Six months ago, I moved to a new country for my partner’s job, a move that meant giving up my part-time gig, taking on the role of homemaker, and putting my freelance writing career on hold while we navigated work permits. While I’ve been lucky to be able to count on the financial support of my partner and our combined savings, this move has left me completely adrift. The unique struggle of a creative career means keeping a stranglehold on schedules, productivity and self-motivation, and if you face an illness, change of circumstance, or if you’re simply not getting the jobs you’ve longed and worked for, it can be fatal to your sense of self and the life you are working so hard to build. It can also leave you behind on rent.
I was recently bemoaning what I had started referring to as my “fallow season” to a good friend and she said something that kind of blew my mind: “Well, that’s exactly right. It’s just a season. And seasons always change.”

## Written instruction a
Decide whether each statement agrees with the passage about the move abroad, answering yes or no and quoting the words from the passage that settle it: (i) The writer moved to a new country six months ago because of the partner's job. (ii) The writer kept the part-time gig after the move. (iii) The friend said that seasons always change.
The listing that follows this passage has no connection to it.

## Records to process
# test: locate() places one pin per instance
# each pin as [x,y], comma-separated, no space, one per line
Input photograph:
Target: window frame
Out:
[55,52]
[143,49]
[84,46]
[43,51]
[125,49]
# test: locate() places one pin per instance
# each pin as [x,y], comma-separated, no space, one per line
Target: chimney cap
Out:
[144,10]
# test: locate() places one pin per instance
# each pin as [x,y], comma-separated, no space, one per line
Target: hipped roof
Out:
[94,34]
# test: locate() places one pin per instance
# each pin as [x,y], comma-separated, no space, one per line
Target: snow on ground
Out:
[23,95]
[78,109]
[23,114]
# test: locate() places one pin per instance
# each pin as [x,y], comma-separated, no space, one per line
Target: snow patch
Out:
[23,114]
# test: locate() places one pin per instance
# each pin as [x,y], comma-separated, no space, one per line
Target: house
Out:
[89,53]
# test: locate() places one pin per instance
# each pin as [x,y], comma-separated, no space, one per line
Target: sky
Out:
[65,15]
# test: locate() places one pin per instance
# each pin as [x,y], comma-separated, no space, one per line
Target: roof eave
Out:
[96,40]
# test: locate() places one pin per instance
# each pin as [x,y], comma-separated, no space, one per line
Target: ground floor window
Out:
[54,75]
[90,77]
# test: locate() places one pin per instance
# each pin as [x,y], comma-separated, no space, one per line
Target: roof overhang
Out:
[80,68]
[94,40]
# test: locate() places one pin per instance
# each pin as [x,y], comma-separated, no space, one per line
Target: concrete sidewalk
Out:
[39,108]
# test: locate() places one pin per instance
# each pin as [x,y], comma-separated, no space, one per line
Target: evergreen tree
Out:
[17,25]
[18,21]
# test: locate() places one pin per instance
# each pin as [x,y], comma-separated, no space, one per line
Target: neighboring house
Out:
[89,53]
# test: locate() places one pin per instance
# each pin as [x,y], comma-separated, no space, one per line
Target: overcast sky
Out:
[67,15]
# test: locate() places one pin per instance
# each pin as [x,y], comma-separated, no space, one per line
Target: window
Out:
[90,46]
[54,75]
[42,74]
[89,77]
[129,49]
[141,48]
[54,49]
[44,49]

## Written instruction b
Show every line of the listing that contains the string "ground", treating case as significant.

## Full response a
(i) Yes: "Six months ago, I moved to a new country for my partner’s job"
(ii) No: "a move that meant giving up my part-time gig"
(iii) Yes: "And seasons always change."

## Full response b
Target: snow on ground
Target: ground floor window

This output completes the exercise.